Whenever a picture appears in the records, exclude it, and transcribe everything else exactly.
====================
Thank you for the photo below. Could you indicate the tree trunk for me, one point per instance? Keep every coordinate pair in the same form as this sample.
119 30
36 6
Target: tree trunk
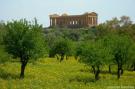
24 63
57 57
134 66
110 69
119 71
66 57
62 57
97 73
93 69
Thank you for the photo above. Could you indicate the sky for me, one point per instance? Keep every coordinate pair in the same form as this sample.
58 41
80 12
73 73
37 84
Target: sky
41 9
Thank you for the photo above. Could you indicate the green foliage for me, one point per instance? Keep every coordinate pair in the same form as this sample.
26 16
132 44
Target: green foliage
4 56
24 40
48 73
96 55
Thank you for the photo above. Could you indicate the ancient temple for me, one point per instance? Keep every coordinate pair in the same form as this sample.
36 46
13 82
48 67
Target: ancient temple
74 21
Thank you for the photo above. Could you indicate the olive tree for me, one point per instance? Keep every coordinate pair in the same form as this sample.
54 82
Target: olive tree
61 47
24 40
95 54
119 45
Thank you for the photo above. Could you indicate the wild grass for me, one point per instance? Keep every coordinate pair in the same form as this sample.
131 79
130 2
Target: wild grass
49 73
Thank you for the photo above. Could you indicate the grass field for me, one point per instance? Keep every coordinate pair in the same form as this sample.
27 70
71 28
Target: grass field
49 73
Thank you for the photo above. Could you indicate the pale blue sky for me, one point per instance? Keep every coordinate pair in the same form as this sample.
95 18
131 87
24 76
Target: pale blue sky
====================
▶ [YOUR SOLUTION]
Thank you for the photo below. Could you indicate the tree trunk for me, one point per instance? Keep every coordinate pair in the same form as this sample.
119 30
36 6
Target: tree trunk
24 63
57 57
134 66
110 69
119 71
66 57
62 57
97 73
93 69
Thank you for the photo above. Could you indicate the sky for me, one point per instance? Keep every coordinate pair in the same form as this sample.
58 41
80 12
73 73
37 84
Target: sky
41 9
Thank you for the photo above. Could you indicate the green foliage for me, one point per instance? Keep every coordinate pair in the same form as this sample.
26 16
132 44
Target: green foliage
4 56
24 40
48 73
96 55
Thank you for the photo above. Could you indicate the ancient temple for me, one point per instance? Keep every coordinate pair in the same form as this sample.
36 46
13 82
48 67
Target: ancient temple
74 21
Thank you for the photo above. Could you indicate the olive tree for me, one point per instance? Keep every coordinate pair in the same form as this sample.
54 82
Target: olive tree
61 47
24 40
95 54
119 45
Thank you for the photo above. Could you indicate the wild grass for me, one point per instance? Keep every coordinate pair in the same form as this sample.
131 79
130 2
Target: wild grass
49 73
Thank you for the photo above. Could you indicate the grass field for me, one point per instance? Keep every coordinate pair in the same form as this sample.
27 70
71 28
Target: grass field
49 73
Thank you for the photo above. Could you indicate the pale blue sky for me, one point per instance? Keep every coordinate pair in the same form as this sample.
95 18
131 87
24 76
Target: pale blue sky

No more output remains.